-- EXERCISE TEXT --
- The Washington Times - Thursday, August 15, 2002

LOS ANGELES The California state Assembly is expected to pass a bill forbidding the state from outlawing abortion should the Supreme Court ever overturn its 1973 Roe v. Wade decision.
The Reproductive Privacy Act, which passed the Senate earlier this month and has the strong support of Democratic Gov. Gray Davis, forbids the state to "deny or interfere with a woman's fundamental right to bear a child or to choose or obtain an abortion."
The bill, which may be considered today, is largely symbolic, since the Roe v. Wade decision already prevents states from imposing any dramatic restrictions on abortions.
But the bill's sponsor, Sen. Sheila Kuehl, says she fears that the Supreme Court might make some major change to Roe v. Wade, in which case the state law could become effective.
"We have an anti-choice president, an anti-choice Congress, and a Supreme Court that's one vote away from overturning Roe v. Wade," the Los Angeles Democrat wrote in materials supporting the bill in the state Senate.

-- COLLECTED MATERIAL --
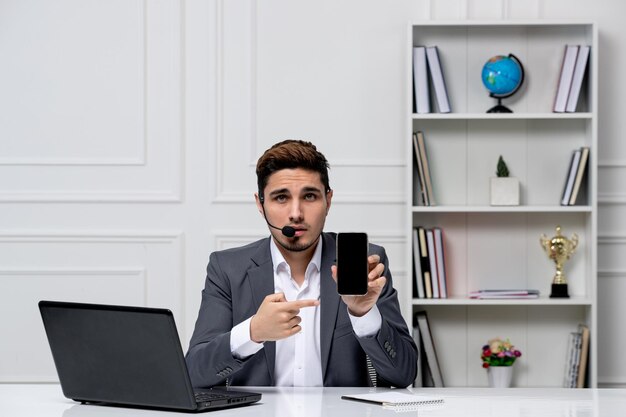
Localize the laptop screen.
[39,301,196,409]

-- YOUR INSTRUCTIONS --
Edit the article on California's abortion bill: start at the words that have "LOS ANGELES The", stop after "v. Wade decision.", and write that stretch again with "Assembly" changed to "legislature". You don't need the material for anything here.

-- FINISHED EXERCISE --
LOS ANGELES The California state legislature is expected to pass a bill forbidding the state from outlawing abortion should the Supreme Court ever overturn its 1973 Roe v. Wade decision.